## Aim
Render the records as a JSON list of strings with one string per line, omitting blank lines. Leave the pictures out of your answer.

## Collected data
■ ■ ■ ■ ■

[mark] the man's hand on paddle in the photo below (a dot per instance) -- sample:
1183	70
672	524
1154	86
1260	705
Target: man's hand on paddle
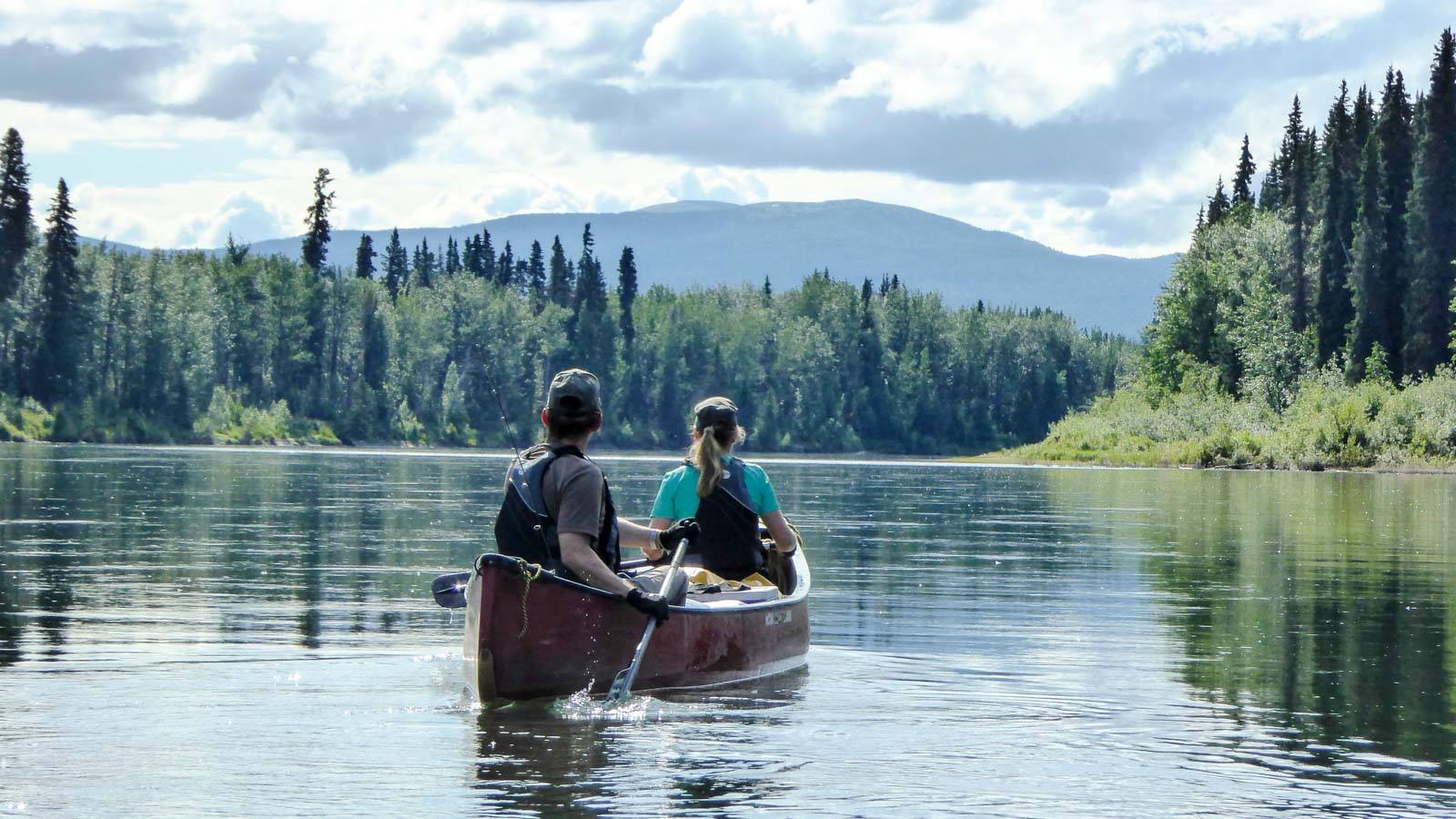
674	533
648	603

■ ■ ■ ■ ■

## Response
[
  "[mark] the man's hand on paddle in the photo below (a dot per instance) -- sample:",
  "1183\t70",
  "672\t524",
  "1154\t86",
  "1260\t705",
  "Target: man's hand on paddle",
  "674\t533",
  "648\t603"
]